EXTRACTED INFORMATION start

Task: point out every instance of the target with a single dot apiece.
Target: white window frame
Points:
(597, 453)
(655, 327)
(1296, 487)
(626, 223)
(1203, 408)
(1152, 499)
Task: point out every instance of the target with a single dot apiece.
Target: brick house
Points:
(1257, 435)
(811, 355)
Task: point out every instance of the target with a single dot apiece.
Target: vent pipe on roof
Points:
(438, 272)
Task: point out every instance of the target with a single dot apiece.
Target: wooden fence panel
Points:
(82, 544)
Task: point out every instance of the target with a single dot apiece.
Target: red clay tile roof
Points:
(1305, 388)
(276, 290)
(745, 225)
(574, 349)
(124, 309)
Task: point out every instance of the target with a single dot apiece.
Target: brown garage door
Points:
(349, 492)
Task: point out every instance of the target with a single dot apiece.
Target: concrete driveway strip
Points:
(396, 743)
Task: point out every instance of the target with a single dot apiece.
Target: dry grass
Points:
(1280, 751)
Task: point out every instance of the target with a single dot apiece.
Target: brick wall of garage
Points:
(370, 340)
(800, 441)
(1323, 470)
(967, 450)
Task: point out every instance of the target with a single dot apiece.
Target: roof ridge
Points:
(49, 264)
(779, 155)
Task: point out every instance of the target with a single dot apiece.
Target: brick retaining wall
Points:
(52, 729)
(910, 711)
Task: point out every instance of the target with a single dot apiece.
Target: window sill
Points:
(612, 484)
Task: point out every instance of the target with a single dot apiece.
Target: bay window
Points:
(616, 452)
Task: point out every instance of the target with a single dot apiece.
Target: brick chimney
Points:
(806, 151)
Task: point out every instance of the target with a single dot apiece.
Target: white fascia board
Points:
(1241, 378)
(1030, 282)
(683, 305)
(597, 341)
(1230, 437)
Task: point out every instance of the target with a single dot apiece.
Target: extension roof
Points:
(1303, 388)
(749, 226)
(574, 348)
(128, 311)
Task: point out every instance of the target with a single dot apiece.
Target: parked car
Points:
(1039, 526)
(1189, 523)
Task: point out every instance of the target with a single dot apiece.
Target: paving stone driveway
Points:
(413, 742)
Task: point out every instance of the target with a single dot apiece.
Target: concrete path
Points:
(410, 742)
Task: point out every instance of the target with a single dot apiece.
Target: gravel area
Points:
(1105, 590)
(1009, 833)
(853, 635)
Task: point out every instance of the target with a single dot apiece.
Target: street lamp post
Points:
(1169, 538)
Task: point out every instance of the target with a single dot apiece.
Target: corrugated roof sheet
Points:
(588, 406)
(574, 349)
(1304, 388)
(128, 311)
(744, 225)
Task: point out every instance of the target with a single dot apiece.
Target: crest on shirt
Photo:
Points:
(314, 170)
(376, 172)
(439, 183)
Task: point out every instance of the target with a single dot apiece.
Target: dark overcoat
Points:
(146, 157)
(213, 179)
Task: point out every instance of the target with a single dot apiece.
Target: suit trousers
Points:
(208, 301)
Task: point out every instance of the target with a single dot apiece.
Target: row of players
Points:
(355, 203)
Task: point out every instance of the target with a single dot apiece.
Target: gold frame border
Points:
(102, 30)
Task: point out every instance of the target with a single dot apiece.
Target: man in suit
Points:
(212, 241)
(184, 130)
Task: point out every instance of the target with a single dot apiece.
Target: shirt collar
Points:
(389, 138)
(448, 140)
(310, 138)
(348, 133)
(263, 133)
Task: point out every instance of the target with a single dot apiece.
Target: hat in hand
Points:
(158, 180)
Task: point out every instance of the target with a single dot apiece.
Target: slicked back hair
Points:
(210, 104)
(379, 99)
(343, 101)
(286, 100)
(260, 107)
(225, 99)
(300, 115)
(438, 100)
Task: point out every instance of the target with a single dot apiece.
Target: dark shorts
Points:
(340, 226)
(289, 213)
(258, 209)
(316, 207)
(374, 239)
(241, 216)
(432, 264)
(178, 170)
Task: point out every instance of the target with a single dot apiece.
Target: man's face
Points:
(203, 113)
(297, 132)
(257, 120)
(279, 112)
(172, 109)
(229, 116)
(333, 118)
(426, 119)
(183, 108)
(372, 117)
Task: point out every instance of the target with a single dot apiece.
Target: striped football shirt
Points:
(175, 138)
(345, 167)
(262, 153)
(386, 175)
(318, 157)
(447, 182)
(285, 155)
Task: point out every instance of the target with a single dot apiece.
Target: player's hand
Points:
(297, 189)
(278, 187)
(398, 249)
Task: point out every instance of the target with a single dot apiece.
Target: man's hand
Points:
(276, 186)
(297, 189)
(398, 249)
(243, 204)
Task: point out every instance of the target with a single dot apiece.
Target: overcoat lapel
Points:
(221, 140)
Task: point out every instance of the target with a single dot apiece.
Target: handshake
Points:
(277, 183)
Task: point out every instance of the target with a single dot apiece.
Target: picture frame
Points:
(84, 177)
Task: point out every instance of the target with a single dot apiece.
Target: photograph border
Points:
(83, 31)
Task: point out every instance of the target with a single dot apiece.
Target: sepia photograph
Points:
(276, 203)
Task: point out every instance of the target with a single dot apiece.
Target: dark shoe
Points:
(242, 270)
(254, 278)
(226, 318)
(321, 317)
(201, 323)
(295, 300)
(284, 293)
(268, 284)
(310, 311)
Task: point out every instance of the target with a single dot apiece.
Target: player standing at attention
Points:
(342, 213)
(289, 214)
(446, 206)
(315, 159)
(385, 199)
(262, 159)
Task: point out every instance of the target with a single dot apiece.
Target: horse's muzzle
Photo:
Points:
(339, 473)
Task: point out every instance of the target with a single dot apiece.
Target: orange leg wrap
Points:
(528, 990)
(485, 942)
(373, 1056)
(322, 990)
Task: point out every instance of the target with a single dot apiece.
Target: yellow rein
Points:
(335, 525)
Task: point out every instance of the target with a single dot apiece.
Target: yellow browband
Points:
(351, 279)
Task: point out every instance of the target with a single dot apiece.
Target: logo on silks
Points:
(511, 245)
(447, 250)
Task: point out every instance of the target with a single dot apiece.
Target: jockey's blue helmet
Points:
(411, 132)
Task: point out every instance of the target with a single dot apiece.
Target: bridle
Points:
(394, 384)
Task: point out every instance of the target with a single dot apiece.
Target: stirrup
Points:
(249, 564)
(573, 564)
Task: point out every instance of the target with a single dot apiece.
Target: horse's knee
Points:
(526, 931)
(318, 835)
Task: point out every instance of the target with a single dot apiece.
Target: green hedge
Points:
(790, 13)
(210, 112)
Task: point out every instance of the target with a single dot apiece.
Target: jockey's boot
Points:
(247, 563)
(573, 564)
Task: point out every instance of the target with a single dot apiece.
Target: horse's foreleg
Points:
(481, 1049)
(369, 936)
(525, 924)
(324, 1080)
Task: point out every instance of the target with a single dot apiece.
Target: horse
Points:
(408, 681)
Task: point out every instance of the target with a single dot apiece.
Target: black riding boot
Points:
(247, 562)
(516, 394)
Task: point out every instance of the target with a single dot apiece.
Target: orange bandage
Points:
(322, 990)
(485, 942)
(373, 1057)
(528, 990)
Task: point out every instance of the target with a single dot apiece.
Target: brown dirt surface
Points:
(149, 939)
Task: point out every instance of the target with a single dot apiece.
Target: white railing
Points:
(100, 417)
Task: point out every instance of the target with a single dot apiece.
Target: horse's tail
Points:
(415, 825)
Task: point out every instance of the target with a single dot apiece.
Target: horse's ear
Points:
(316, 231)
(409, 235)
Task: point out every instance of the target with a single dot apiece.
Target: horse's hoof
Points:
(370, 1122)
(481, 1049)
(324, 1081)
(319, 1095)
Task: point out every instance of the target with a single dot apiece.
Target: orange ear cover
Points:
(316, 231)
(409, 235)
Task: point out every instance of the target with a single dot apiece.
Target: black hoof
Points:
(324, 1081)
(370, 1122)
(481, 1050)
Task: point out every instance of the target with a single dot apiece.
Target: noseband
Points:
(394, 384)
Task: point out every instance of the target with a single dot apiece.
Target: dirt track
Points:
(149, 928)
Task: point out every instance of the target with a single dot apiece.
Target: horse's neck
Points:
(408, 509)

EXTRACTED INFORMATION end

◆ **REQUIREMENT**:
Gather every line in the rows above that contains the word "roof".

◆ **ANSWER IN FULL**:
Target: vent pipe on roof
Target: red clay tile roof
Target: roof ridge
Target: extension roof
Target: corrugated roof sheet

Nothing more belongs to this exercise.